What you will do:
Each line of the data should be given again exactly.

Natural-language object grounding data:
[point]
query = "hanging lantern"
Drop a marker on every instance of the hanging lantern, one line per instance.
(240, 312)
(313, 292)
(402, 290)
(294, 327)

Task solution:
[point]
query = "hanging lantern"
Drop a marker on every instance of the hanging lantern, one line per instance.
(240, 312)
(313, 292)
(402, 290)
(294, 327)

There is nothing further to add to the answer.